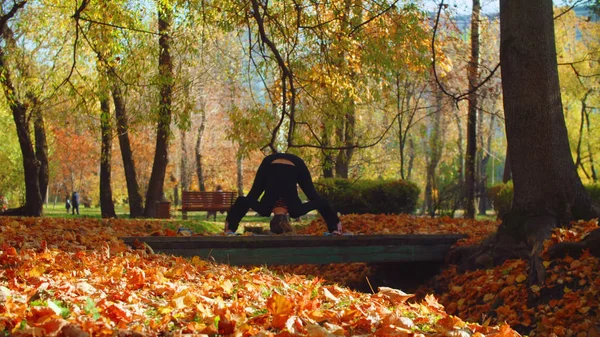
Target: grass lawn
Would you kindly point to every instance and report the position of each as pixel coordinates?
(196, 221)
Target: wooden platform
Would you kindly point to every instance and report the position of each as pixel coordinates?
(298, 249)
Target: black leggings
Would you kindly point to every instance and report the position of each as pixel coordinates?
(296, 209)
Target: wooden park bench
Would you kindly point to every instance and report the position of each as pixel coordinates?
(206, 201)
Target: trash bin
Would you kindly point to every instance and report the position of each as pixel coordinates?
(163, 209)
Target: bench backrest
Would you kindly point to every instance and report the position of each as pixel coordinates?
(209, 200)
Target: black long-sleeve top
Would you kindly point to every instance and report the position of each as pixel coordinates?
(279, 181)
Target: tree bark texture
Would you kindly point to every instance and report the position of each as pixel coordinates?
(473, 75)
(547, 189)
(240, 175)
(41, 146)
(183, 171)
(31, 165)
(165, 69)
(546, 183)
(198, 154)
(434, 156)
(107, 207)
(136, 208)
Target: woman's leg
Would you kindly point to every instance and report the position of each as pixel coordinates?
(322, 206)
(239, 209)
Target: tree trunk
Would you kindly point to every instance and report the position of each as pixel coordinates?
(547, 190)
(507, 174)
(107, 207)
(31, 165)
(183, 172)
(240, 175)
(484, 159)
(199, 167)
(460, 160)
(546, 183)
(434, 156)
(165, 69)
(41, 146)
(136, 208)
(473, 74)
(327, 158)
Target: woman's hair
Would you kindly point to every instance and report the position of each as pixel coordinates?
(280, 224)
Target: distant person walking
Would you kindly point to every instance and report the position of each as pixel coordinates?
(75, 202)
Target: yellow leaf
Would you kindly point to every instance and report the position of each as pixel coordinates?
(227, 286)
(583, 310)
(164, 310)
(37, 271)
(198, 262)
(279, 305)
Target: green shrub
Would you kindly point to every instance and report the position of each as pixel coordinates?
(502, 196)
(342, 194)
(369, 196)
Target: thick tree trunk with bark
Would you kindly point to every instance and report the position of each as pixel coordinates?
(31, 165)
(547, 190)
(41, 145)
(183, 165)
(136, 208)
(434, 156)
(165, 69)
(107, 207)
(240, 175)
(473, 74)
(327, 156)
(198, 153)
(507, 174)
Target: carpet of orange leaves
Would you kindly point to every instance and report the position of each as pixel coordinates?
(568, 304)
(74, 277)
(64, 277)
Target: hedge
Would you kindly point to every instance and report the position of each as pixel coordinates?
(369, 196)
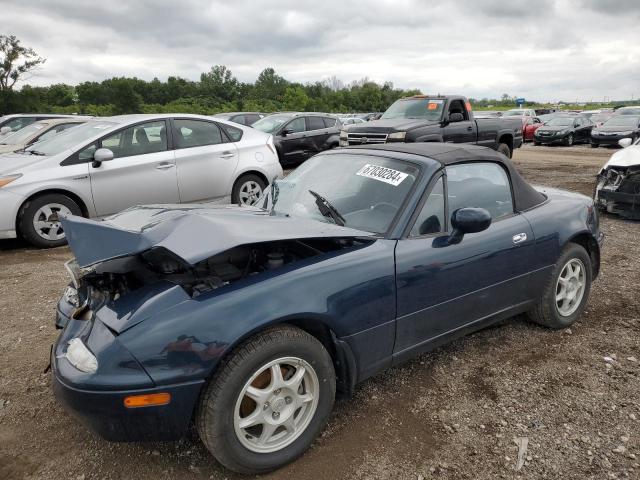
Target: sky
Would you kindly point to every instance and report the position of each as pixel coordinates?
(543, 50)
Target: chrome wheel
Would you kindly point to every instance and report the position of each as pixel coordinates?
(570, 287)
(46, 221)
(250, 193)
(276, 405)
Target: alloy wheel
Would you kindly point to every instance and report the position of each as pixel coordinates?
(570, 287)
(276, 405)
(46, 221)
(250, 193)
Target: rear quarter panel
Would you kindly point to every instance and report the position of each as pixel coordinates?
(562, 217)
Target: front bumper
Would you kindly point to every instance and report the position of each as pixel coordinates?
(607, 139)
(104, 411)
(10, 204)
(97, 400)
(549, 139)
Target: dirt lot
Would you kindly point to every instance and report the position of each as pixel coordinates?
(455, 413)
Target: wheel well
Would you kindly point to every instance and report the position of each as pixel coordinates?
(508, 139)
(253, 172)
(586, 241)
(72, 196)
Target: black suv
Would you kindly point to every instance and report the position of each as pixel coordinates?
(298, 136)
(243, 118)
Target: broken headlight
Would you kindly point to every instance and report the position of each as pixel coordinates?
(70, 295)
(80, 356)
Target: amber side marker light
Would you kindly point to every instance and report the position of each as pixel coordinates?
(151, 400)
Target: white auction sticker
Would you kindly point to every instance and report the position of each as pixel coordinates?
(386, 175)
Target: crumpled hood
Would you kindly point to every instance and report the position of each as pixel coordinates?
(192, 232)
(389, 125)
(626, 157)
(15, 162)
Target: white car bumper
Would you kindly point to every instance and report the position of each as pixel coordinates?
(9, 205)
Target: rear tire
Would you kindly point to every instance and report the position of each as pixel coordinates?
(38, 221)
(504, 149)
(247, 190)
(226, 406)
(551, 312)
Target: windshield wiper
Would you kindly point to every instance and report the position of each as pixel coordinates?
(328, 210)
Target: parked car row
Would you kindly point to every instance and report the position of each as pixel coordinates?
(109, 164)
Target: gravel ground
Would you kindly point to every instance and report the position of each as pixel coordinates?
(460, 412)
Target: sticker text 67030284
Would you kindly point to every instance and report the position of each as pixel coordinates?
(383, 174)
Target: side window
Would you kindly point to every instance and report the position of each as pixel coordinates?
(235, 134)
(150, 137)
(457, 106)
(315, 123)
(296, 125)
(196, 133)
(431, 217)
(481, 185)
(329, 122)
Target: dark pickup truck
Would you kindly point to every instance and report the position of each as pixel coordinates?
(425, 118)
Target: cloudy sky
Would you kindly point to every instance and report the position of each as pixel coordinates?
(538, 49)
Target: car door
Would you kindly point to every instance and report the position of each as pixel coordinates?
(316, 135)
(463, 131)
(440, 287)
(206, 160)
(292, 140)
(141, 172)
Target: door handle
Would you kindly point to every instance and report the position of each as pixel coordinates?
(519, 238)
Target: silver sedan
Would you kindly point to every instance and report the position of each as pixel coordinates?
(109, 164)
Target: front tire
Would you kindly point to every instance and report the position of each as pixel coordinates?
(268, 402)
(568, 141)
(247, 190)
(504, 149)
(39, 222)
(567, 291)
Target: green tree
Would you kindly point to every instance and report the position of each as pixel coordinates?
(295, 98)
(15, 61)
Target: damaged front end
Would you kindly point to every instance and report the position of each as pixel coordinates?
(618, 190)
(146, 259)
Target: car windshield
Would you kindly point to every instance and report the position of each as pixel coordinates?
(622, 121)
(628, 111)
(366, 191)
(514, 113)
(422, 108)
(561, 122)
(271, 123)
(22, 135)
(71, 138)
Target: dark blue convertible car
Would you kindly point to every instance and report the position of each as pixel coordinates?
(248, 321)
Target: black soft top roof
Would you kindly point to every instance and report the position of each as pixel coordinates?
(525, 196)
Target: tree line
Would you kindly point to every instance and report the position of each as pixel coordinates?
(217, 90)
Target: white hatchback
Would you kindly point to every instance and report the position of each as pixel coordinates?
(112, 163)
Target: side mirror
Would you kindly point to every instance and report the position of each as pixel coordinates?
(101, 155)
(468, 220)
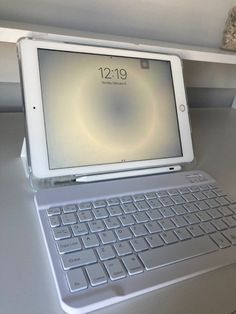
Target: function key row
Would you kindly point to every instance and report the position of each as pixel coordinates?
(160, 198)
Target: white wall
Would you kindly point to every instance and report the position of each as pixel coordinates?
(8, 63)
(183, 21)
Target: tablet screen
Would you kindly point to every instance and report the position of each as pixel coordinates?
(103, 109)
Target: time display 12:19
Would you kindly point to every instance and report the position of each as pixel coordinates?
(109, 74)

> Instructions for the task
Leaving out the pictures, repeat all the entries exactly as they stand.

> Written response
Target: grass lawn
Would you kindly point to every instance and report the position of each as pixel coordinates?
(196, 221)
Target: wooden platform
Would you kindly point to every instance and report the position of each as pixel coordinates?
(298, 249)
Target: black leggings
Would you kindly point to every instance and report the position of each as pixel coordinates?
(296, 209)
Target: wooden park bench
Would you kindly point to every instance and report the position of each as pixel coordinates?
(206, 201)
Target: trash bin
Would you kindly point to every instance and report the position of each as pixel coordinates?
(163, 209)
Target: bench backrest
Would you kindly point to every instance and report the position of each as pixel coordinates?
(209, 200)
Target: black long-sleeve top
Would you kindly point to every instance and report the position of each as pixel coordinates?
(279, 181)
Target: tree bark texture
Would you kindly point to every instance and report the position of each as pixel coordinates?
(473, 75)
(547, 189)
(240, 175)
(41, 146)
(183, 171)
(31, 165)
(165, 69)
(546, 183)
(198, 154)
(434, 156)
(107, 207)
(136, 208)
Target: woman's leg
Would you kindly point to every instance and report the position of each as pixel coordinates?
(322, 206)
(239, 209)
Target: tree trunk
Would you kindly point to every instance and report the position of each as pixel coordinates?
(547, 190)
(507, 174)
(107, 207)
(31, 165)
(183, 172)
(240, 175)
(484, 159)
(199, 167)
(460, 160)
(546, 183)
(434, 156)
(165, 69)
(41, 146)
(136, 208)
(473, 74)
(327, 158)
Target: woman's hair
Would you kindly point to every instance and report the position of each as pixel coordinates?
(280, 224)
Target: distant person walking
Would you kindly point to every instance and report the position of each as pixel coordinates?
(75, 202)
Target: yellow leaf
Would you kindly point to every instance and report the position of each as pixel coordinates?
(227, 286)
(583, 310)
(164, 310)
(37, 271)
(198, 262)
(279, 305)
Target: green shrub
Would you kindly point to every instance and report the position of each as pixel coordinates?
(502, 196)
(342, 194)
(369, 196)
Target: thick tree trunk with bark
Would you kindly point to every instance and report the position of each as pixel coordinates?
(31, 165)
(547, 190)
(41, 145)
(183, 165)
(136, 208)
(434, 156)
(165, 69)
(107, 207)
(240, 175)
(473, 74)
(327, 156)
(198, 153)
(507, 174)
Target: carpet of orange leaves
Would you kindly point to every instance and report the position of each as pixel coordinates?
(568, 304)
(74, 277)
(64, 277)
Target: hedge
Would you kindly point to every instance and report the position of each as pixel coordinates?
(369, 196)
Target: sky
Would you kindly point to every instance and report the position of each as pixel coordinates?
(543, 50)
Target: chrome wheel
Would you kindly point to every instance and report the position of each as pixel coordinates?
(570, 287)
(46, 221)
(250, 193)
(276, 405)
Target: alloy wheel
Would you kindly point to every instance and report the position of each as pixel coordinates?
(570, 287)
(276, 405)
(46, 221)
(250, 193)
Target: rear quarter panel
Would you kindly point to every instance and report the position of each as pixel coordinates?
(562, 217)
Target: front bumper
Would you kindly point to every instance and report the position of each as pixel coordinates?
(607, 139)
(104, 411)
(10, 204)
(97, 400)
(549, 139)
Target: dirt lot
Would you kindly point to every instance and report the position of each as pixel coordinates?
(455, 413)
Target: wheel well
Would you kindly point to every instance and report the position of each as pixel coordinates?
(508, 139)
(253, 172)
(586, 241)
(72, 196)
Target: black suv
Would you kindly point to every instance and report the position of each as pixel coordinates?
(298, 136)
(243, 118)
Target: broken headlight
Would you kindly point to every instance and report the position of each as pixel coordinates?
(70, 295)
(80, 356)
Target: amber side marker light
Would you kindly point to every instance and report the position of each as pixel coordinates?
(151, 400)
Target: white auction sticker
Would you kindly point to every instance and report the position of each as pixel coordinates?
(386, 175)
Target: crumpled hood
Would you kindly point to every instance and report the position of each as pixel coordinates?
(192, 232)
(389, 125)
(626, 157)
(15, 162)
Target: white car bumper
Would you kindly point to every instance and report the position of each as pixel coordinates?
(9, 205)
Target: rear tire
Would you kindly point to every instance and report the position of each as pixel coordinates?
(38, 221)
(504, 149)
(247, 190)
(226, 406)
(551, 312)
Target: windshield wiper
Would you kindly point to every instance and report the position of each as pixel coordinates?
(328, 210)
Target: parked car row
Would you kindly point to every instance and report the position of each as pixel coordinates?
(109, 164)
Target: gravel ground
Would you kindly point to every instance and report the position of each as pixel coordinates?
(460, 412)
Target: sticker text 67030284
Would you kindly point to every instance and report the position of each as pixel coordinates?
(383, 174)
Target: side window
Would you kindly point to every instance and report the position of each as pixel coordinates?
(235, 134)
(150, 137)
(457, 106)
(315, 123)
(296, 125)
(196, 133)
(431, 217)
(481, 185)
(329, 122)
Target: dark pickup truck
Would you kindly point to every instance and report the position of each as pixel coordinates?
(425, 118)
Target: cloudy sky
Would you kindly point to every instance and report the position of each as pixel coordinates?
(538, 49)
Target: car door
Would you kindly point to every instance and report the position of each as pixel coordinates?
(316, 135)
(463, 131)
(440, 287)
(206, 160)
(292, 140)
(141, 172)
Target: door handle
Would you kindly point to every instance and report the position of each as pixel coordinates?
(519, 238)
Target: silver sedan
Would you kindly point to every instance and report the position of each as pixel coordinates?
(109, 164)
Target: front tire
Would you kindly point to every instance and report the position of each as pixel coordinates?
(268, 402)
(568, 141)
(247, 190)
(504, 149)
(39, 222)
(567, 291)
Target: green tree
Would you kindly point to every instance and report the position of each as pixel coordinates?
(295, 98)
(15, 61)
Target: damaged front end
Would you kindly point to every instance and report the position of each as pixel coordinates?
(618, 190)
(146, 259)
Target: car windshield
Would you kindly point to every instance and report the position of each as pixel coordinates?
(622, 121)
(628, 111)
(366, 191)
(514, 113)
(422, 108)
(561, 122)
(271, 123)
(22, 135)
(71, 138)
Target: dark blue convertible car
Would you kindly point to every instance and report the position of each as pixel coordinates?
(248, 321)
Target: black soft top roof
Would you kindly point to every instance and report the position of each as pixel coordinates?
(525, 196)
Target: tree line
Would you kindly point to every instance and report the position of each as pixel coordinates?
(217, 90)
Target: white hatchback
Would you kindly point to every instance and report the position of each as pixel coordinates?
(112, 163)
Target: side mirror
Would you kindly point to every instance and report the position of each as pixel coordinates?
(101, 155)
(468, 220)
Target: function key row
Would you kindly point to every instance and report the position of each as pixel coordinates?
(160, 198)
Target: white wall
Would you kindly point to every instance and report the position of each as pixel coordinates?
(8, 63)
(183, 21)
Target: tablet screen
Would you kindly point to every instance and report the position of each as pixel coordinates?
(103, 109)
Target: time display 12:19
Would you kindly point to every instance and report the position of each as pixel coordinates?
(109, 74)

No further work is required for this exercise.